What this task involves: Beginning with the line that contains "column 630, row 498" and ending with the last line of the records, write out each line exactly and omit the pictures.

Data records below:

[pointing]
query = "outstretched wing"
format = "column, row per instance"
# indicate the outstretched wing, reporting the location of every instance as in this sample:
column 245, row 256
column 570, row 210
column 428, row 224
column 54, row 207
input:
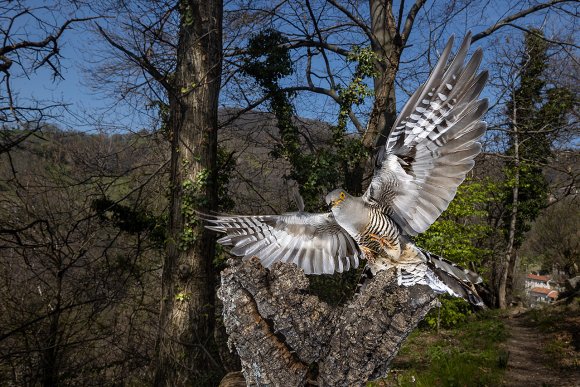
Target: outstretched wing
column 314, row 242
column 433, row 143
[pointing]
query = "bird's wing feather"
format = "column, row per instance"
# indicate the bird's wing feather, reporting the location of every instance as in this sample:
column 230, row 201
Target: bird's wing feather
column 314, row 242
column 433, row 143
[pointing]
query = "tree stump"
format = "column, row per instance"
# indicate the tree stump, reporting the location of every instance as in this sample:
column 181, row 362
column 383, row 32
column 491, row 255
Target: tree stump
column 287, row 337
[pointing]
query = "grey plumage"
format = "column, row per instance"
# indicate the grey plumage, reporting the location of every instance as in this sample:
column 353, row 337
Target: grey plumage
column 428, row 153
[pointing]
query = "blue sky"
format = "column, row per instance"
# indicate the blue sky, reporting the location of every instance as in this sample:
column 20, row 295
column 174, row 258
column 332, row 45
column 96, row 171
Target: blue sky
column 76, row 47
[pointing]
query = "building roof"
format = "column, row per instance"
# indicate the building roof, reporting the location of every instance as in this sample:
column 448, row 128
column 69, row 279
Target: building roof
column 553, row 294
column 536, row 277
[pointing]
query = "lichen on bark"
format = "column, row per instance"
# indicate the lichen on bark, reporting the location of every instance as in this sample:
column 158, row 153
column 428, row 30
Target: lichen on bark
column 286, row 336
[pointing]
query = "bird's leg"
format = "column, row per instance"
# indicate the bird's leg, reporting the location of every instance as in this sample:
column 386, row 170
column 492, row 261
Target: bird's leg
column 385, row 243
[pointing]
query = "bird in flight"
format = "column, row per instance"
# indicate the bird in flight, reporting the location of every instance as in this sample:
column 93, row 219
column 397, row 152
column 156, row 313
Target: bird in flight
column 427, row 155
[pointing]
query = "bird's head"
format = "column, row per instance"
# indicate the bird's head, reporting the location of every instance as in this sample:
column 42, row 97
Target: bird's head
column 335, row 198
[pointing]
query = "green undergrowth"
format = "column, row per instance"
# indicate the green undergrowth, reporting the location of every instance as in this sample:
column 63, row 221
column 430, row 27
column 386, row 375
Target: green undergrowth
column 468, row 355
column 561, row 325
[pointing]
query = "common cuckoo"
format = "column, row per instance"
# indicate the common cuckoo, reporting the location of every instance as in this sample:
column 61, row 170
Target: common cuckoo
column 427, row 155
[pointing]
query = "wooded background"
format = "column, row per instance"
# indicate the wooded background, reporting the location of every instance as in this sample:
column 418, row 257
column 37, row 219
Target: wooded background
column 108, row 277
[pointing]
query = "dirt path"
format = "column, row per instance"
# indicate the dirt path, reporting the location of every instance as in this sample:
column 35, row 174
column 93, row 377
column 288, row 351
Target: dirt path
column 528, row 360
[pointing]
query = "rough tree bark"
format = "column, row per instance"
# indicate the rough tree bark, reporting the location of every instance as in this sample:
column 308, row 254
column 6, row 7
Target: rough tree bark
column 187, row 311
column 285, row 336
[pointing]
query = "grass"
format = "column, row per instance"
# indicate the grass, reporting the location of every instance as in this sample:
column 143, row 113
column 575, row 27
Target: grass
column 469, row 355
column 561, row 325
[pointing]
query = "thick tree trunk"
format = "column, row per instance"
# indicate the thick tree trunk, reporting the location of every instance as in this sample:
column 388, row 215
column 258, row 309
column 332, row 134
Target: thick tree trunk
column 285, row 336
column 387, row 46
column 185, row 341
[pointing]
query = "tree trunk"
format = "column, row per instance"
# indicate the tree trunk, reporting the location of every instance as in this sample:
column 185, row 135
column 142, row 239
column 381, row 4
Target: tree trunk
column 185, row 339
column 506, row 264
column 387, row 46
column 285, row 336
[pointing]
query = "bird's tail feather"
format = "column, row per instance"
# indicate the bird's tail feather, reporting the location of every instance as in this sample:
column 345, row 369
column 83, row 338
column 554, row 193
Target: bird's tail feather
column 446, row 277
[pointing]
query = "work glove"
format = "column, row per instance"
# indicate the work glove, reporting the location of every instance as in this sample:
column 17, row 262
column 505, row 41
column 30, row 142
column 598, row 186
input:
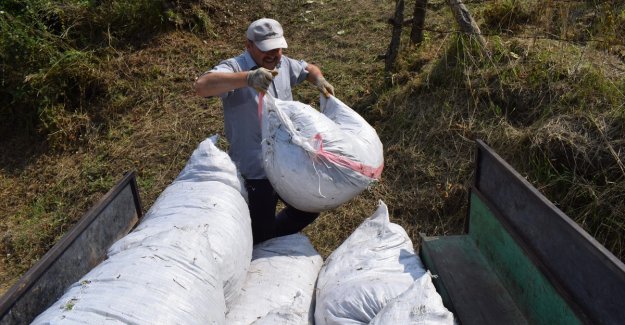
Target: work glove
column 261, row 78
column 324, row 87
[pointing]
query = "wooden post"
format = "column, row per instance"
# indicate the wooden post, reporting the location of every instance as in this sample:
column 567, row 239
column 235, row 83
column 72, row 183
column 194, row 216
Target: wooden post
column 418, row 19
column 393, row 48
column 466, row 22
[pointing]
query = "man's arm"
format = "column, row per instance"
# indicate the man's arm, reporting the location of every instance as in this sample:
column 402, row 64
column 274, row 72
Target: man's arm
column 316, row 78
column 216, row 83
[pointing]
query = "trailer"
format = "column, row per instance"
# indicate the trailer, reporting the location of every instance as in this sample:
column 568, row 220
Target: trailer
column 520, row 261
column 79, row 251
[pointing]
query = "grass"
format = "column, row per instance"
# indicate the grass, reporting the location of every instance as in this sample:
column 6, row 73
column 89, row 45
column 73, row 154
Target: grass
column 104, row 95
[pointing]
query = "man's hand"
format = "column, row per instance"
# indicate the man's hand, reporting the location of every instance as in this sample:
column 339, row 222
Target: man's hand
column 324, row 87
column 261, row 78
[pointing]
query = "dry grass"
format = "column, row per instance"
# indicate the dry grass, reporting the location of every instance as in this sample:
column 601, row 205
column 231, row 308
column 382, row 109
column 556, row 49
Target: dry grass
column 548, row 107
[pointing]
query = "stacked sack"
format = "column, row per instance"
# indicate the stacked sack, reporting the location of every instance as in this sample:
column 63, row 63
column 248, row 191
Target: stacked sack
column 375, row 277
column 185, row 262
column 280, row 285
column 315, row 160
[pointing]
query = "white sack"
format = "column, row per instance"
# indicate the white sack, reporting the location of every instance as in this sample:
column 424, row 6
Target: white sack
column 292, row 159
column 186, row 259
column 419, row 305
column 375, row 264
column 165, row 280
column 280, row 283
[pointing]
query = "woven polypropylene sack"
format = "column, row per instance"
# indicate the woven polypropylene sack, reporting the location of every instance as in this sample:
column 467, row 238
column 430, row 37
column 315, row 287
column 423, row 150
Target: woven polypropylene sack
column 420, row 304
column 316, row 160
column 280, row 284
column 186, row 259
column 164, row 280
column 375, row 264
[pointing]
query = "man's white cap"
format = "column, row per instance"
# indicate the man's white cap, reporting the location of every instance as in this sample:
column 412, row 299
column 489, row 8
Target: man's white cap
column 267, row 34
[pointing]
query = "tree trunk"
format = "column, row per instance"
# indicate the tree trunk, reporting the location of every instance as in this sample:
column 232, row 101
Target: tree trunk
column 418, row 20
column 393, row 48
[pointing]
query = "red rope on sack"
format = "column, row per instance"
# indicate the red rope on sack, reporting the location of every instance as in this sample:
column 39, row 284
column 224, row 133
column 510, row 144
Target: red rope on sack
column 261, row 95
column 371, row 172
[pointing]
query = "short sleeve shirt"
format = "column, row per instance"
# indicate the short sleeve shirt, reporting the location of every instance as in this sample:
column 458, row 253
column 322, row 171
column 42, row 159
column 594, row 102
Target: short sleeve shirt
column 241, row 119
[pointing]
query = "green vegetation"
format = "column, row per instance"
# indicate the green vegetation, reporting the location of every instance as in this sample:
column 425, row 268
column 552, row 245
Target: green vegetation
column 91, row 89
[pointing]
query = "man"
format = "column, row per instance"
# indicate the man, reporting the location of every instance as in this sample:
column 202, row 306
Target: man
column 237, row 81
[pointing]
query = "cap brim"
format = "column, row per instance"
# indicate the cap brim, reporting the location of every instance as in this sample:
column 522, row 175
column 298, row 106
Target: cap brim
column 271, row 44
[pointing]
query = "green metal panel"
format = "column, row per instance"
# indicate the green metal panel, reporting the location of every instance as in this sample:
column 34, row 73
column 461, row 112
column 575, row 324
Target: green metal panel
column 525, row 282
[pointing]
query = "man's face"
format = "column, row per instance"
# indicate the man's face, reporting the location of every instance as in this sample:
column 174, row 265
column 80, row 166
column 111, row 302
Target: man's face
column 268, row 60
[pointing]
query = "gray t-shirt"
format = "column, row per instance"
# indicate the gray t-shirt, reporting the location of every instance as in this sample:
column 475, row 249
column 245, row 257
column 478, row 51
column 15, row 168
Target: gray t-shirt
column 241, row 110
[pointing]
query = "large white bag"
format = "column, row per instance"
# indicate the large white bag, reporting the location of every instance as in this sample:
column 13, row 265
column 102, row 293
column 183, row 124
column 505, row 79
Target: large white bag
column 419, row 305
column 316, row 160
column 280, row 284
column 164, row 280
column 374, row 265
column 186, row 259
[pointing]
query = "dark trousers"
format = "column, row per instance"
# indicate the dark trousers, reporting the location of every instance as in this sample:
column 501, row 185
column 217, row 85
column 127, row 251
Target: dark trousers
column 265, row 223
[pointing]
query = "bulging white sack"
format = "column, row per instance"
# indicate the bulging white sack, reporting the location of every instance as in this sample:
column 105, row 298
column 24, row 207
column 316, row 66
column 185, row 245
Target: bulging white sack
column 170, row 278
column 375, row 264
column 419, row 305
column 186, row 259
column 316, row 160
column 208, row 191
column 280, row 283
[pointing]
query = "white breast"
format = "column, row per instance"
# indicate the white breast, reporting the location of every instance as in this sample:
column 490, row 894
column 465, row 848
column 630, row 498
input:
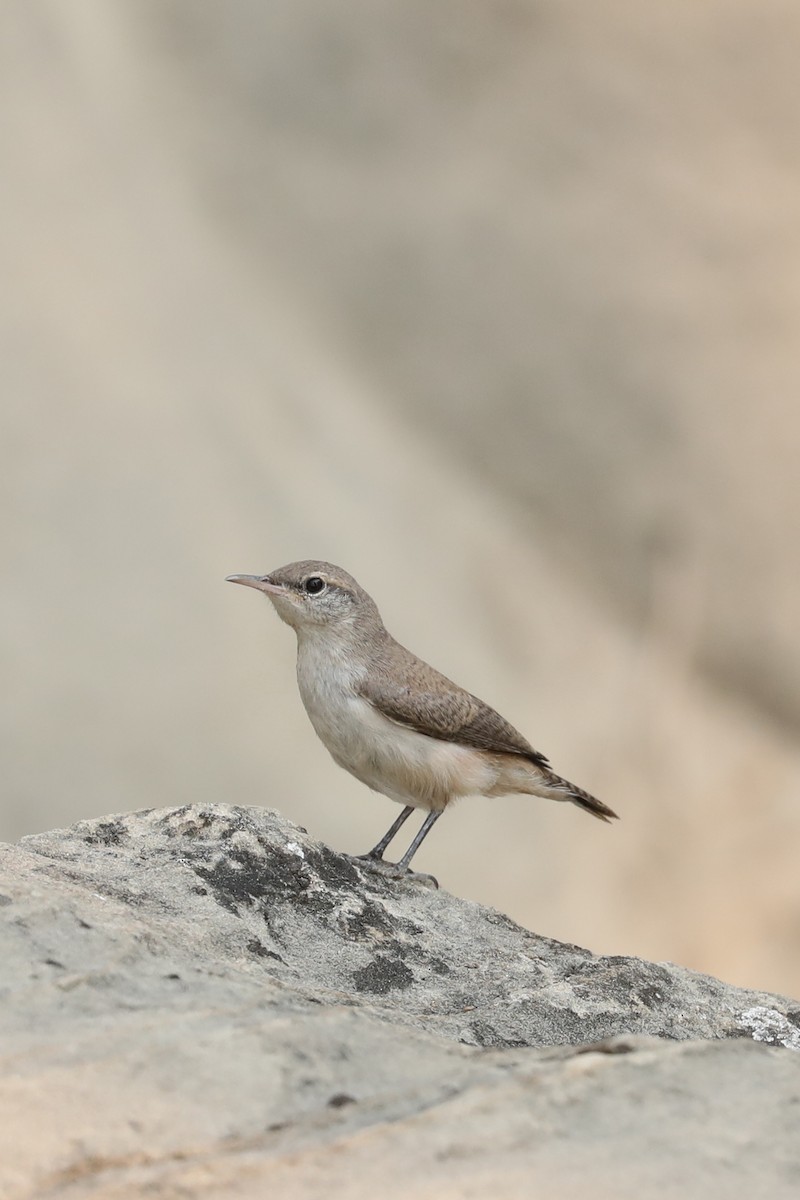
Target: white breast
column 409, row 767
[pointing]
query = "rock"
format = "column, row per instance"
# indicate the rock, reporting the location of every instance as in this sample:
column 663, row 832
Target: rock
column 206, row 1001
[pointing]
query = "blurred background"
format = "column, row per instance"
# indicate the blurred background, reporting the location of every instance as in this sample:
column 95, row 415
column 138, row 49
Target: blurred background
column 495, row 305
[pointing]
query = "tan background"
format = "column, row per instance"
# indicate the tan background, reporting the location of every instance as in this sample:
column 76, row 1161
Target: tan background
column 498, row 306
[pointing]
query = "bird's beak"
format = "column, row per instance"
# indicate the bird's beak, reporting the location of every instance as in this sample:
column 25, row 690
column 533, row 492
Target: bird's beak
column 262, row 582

End of Data records.

Result of the exercise:
column 630, row 498
input:
Target: white breast
column 409, row 767
[pointing]
query = "rock"
format = "column, row per instance"
# indicate the rock, reporting the location of every instance as in this sample:
column 663, row 832
Target: rock
column 206, row 1001
[pointing]
query = "blurred background"
format = "column, row per instance"
# indicate the blurred background, reporting the location of every instance as in this sample:
column 95, row 415
column 138, row 49
Target: blurred background
column 495, row 305
[pointing]
query = "tan background"
format = "column, row per instance"
# indicate the tan background, reporting the location of every instance as in this sample:
column 76, row 1161
Target: tan background
column 498, row 306
[pointing]
query = "bird's beak"
format = "column, row per instance"
# indicate the bird's beak, reporting the location of every instance as in this sample:
column 25, row 690
column 533, row 492
Target: bird's beak
column 262, row 582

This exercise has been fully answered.